■ Document segment
Content starts
Your chance meeting at the concert was your opportunity to show gratitude and not just to feel it.

Gratitude is one of God's greatest gifts. It's a gift to the recipient but unexpectedly also to the giver.

Take care.

Posted by: Eric Gagnon at November 4, 2011 4:13 AM

I am so glad you are well and we will have more time to spend together. Stay fearless here and in your life, because as I was told when I was a younger man, the only easy day was yesterday.

Posted by: Tyranno at November 4, 2011 6:13 AM

You missed the last third of a Richard Thompson concert? Man, you must have been shook up

Posted by: Ed at November 4, 2011 6:01 PM

It means something to you. And it means something to us. At a minimum. And that's a lot!

I'm glad you had this experience.

Posted by: Sarah Rolph at November 6, 2011 3:45 AM

Glad to hear you're doing better, and prayers for your continued recovery, Gerard.

Slowly and patiently is challenging, no doubt -- but it sure beats the alternative.

Posted by: Jeff Brokaw at November 7, 2011 12:05 AM

"Negative capability...is being capable of being in uncertainties, mysteries, doubts, without any irritable reaching after fact and reason." ~ John Keats

It, all of it, starting atleast on the 13th, but probably way before - maybe it was a December day decades ago - it is all supposed to have meaning. I love how the treads which are our days are woven together with those of others around us. It seems to me that we participate in something majestic, too big for our little eyes. It's neat to "wonder" with you. It's neat that you share.

Posted by: DeAnn at August 30, 2014 3:51 AM

Often, "I don't know" is the best answer, and the only answer. The fun part is getting comfortable with, and keeping a look out for some semblance of an answer.
Content ends
■ Dataset extract
Content starts
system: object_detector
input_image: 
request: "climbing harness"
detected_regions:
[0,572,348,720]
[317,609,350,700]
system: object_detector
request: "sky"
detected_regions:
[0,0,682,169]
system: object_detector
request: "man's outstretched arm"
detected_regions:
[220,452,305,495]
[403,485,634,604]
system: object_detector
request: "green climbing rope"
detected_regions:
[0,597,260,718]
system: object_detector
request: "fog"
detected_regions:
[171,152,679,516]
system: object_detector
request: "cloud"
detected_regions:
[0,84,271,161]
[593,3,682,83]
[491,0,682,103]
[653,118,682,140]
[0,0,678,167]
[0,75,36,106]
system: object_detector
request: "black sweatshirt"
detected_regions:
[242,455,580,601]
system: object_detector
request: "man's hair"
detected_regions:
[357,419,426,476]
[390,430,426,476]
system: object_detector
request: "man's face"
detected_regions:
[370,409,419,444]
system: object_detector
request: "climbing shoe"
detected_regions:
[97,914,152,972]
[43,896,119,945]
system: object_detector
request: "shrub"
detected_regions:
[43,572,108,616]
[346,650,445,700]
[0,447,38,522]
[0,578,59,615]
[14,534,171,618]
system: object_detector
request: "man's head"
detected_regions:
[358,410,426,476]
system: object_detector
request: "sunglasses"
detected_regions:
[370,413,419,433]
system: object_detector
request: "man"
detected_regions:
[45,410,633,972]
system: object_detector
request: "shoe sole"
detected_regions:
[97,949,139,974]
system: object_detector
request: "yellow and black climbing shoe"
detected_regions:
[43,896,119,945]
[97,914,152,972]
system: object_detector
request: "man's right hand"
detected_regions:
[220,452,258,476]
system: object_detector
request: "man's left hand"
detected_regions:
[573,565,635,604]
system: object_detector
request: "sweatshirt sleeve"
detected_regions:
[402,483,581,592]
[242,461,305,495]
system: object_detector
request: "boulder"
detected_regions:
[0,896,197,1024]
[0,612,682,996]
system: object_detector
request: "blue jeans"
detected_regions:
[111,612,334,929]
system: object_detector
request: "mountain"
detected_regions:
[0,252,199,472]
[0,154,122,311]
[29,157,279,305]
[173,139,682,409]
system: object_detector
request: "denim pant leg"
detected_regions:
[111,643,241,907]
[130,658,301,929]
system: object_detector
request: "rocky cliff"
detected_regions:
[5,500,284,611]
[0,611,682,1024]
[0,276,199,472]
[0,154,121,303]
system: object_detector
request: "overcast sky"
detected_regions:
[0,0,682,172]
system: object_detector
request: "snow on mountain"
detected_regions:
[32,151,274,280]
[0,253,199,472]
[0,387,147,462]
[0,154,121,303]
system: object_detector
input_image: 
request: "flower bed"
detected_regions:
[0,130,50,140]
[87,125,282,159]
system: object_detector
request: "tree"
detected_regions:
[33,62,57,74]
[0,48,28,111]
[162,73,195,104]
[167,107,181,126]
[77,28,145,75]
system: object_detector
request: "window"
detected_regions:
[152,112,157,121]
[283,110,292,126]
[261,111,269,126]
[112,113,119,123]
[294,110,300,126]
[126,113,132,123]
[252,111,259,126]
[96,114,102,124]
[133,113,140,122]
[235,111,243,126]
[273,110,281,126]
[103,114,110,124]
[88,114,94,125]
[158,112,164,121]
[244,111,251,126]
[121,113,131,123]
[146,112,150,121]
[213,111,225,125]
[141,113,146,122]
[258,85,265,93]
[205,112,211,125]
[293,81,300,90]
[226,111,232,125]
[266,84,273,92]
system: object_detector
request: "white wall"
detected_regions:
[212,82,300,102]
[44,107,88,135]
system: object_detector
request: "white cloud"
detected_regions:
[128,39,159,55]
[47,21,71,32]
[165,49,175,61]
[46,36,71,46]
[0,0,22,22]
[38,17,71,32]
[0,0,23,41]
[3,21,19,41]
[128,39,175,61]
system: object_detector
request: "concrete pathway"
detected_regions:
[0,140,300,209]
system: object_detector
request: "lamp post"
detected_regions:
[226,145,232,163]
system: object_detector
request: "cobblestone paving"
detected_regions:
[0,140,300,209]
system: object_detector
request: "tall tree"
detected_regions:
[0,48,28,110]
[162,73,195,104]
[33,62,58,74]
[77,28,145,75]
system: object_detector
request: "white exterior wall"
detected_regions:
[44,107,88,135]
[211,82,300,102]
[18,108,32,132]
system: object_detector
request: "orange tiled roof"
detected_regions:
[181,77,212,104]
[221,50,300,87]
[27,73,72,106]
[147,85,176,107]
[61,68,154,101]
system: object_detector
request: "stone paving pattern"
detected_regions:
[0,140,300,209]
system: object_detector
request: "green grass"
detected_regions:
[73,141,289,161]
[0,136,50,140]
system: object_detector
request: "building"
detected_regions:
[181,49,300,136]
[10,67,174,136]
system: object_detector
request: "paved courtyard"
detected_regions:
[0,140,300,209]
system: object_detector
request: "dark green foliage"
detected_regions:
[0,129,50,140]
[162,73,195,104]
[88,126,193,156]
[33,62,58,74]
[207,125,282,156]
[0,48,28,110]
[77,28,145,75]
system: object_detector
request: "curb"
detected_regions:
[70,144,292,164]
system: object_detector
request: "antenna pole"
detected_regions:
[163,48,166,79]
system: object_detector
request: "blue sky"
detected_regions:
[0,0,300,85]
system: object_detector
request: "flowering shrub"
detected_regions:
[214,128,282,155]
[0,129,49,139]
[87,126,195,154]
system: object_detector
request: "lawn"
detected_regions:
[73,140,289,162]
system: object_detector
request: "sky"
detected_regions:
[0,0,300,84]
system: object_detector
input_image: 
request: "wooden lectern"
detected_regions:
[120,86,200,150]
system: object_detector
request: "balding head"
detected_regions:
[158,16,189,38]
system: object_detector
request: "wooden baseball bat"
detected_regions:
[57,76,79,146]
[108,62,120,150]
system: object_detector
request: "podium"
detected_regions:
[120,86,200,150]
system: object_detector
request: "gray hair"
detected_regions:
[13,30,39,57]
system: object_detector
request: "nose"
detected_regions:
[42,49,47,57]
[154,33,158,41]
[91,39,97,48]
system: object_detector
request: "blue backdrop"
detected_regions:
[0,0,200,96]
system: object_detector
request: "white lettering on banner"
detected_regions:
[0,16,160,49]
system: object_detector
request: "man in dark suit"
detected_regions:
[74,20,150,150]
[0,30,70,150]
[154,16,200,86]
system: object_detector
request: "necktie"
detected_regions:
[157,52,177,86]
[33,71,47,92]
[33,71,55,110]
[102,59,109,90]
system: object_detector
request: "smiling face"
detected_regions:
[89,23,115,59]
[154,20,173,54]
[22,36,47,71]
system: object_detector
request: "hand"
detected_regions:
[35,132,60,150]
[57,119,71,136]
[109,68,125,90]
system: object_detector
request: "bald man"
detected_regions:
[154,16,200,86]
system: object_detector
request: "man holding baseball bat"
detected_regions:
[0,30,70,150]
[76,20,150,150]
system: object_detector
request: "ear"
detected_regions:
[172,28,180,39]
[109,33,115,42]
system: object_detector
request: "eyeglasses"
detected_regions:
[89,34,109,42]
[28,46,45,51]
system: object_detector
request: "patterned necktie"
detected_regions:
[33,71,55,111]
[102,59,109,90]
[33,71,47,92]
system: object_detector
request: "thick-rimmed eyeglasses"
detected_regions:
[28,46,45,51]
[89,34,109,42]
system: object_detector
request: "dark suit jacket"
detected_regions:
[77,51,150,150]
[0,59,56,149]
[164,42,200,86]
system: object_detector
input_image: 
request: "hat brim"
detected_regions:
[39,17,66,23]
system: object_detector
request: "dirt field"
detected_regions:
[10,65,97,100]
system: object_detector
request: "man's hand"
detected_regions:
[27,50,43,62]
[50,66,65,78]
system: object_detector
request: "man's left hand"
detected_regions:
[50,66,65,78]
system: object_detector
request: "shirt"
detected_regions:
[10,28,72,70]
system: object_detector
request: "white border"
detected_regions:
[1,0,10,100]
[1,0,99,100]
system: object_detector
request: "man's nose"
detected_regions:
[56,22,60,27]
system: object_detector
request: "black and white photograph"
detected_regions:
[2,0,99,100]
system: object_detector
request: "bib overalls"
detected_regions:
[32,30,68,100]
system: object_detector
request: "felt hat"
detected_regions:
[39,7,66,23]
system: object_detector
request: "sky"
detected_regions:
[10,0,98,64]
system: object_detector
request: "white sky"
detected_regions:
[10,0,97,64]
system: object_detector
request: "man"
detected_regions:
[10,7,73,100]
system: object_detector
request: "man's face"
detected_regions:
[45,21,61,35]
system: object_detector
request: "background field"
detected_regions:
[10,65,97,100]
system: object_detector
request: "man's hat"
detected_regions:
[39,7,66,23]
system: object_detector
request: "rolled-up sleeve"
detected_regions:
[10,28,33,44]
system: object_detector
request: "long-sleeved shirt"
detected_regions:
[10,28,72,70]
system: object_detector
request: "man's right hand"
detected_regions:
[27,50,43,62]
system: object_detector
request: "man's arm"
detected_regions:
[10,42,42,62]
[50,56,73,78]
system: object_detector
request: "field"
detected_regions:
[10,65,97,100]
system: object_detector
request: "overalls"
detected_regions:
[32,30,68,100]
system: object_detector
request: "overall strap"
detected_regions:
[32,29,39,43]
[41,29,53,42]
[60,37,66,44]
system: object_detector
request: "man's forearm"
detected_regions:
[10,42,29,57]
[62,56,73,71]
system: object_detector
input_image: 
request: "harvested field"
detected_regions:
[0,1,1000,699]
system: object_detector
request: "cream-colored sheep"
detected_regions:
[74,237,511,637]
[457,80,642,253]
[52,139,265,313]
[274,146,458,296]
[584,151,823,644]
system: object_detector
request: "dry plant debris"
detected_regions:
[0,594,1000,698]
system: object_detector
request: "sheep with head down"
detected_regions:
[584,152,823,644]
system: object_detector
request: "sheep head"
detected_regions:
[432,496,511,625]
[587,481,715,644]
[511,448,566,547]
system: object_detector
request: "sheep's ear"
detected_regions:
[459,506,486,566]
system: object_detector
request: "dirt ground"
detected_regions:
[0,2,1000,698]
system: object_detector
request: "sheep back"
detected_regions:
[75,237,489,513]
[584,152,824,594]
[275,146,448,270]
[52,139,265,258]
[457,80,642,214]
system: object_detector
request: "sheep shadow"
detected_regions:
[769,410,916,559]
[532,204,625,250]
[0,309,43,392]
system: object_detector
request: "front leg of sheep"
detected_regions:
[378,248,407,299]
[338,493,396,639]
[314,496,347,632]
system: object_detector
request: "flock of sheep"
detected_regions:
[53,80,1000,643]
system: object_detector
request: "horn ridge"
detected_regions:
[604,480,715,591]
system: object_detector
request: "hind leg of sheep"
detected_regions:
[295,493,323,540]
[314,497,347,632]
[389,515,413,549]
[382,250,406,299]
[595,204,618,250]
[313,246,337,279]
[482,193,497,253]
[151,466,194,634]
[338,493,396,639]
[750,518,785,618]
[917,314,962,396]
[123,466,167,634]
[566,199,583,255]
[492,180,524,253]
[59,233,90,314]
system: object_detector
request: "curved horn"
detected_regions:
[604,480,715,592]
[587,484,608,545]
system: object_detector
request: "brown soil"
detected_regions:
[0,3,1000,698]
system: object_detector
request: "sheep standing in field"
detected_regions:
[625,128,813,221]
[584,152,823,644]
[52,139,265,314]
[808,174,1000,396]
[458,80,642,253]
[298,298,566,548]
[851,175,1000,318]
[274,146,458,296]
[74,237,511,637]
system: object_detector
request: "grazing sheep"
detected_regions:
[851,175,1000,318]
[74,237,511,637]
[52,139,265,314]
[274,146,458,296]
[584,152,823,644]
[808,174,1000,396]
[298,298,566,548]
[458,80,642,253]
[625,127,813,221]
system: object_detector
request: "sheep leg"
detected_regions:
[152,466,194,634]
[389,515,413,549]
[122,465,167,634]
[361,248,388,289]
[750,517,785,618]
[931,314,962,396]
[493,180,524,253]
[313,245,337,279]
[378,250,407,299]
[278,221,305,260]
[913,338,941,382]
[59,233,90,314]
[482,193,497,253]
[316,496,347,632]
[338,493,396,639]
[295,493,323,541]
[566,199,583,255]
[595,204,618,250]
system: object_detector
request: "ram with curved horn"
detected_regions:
Content ends
■ To do
Resume the blog comments on Gerard's recovery, starting right after their last line.

■ Task result
Posted by: leelu at August 30, 2014 8:18 AM

Quite a story, Gerard!

When my infant son was in ICU, I saw in the dark the white shapes of nurses who seemed to float soundlessly from one infant to another. Once in a while I'd hear a strangled breathing. A nurse would come to the baby, pull a plug of mucous out of its throat (saving its life), and float away.

Come the morning, they'd be be jabbering as though they hadn't done anything special.

Posted by: Lance de Boyle at August 30, 2014 11:12 AM

Gerard, perhaps the meaning was for him to hear, "thank you".

In more than a decade of working ICU, I only had the pleasure of meeting one patient (and his lovely wife and child) later and their heartfelt thanks is one of the brightest memories of those chaotic years.

People work ICU for a variety of reasons, some of them simply because of the pay differential or the flexible hours, some, like me, worked ICU because of a deep need to "set things right"; it meant that as long as I was helping save others, I was OK.

Whatever their reasons, people who work ICU will all say, no one does it for accolades, but when you get to meet someone whose life you've saved, it is the sort of thing that not only lifts your spirits then, it is one of those treasured memories to recall years later.

Perhaps, in another sense, it was something that helped you. Gratitude is one of the noblest of our emotions, isn't it!

Posted by: cymbeline at August 30, 2014 5:37 PM

I read the post and wept, yes wept. I'm grateful for your honesty about "what does it mean?" I apparently inhabit a parallel universe, in that I also recently asked that question.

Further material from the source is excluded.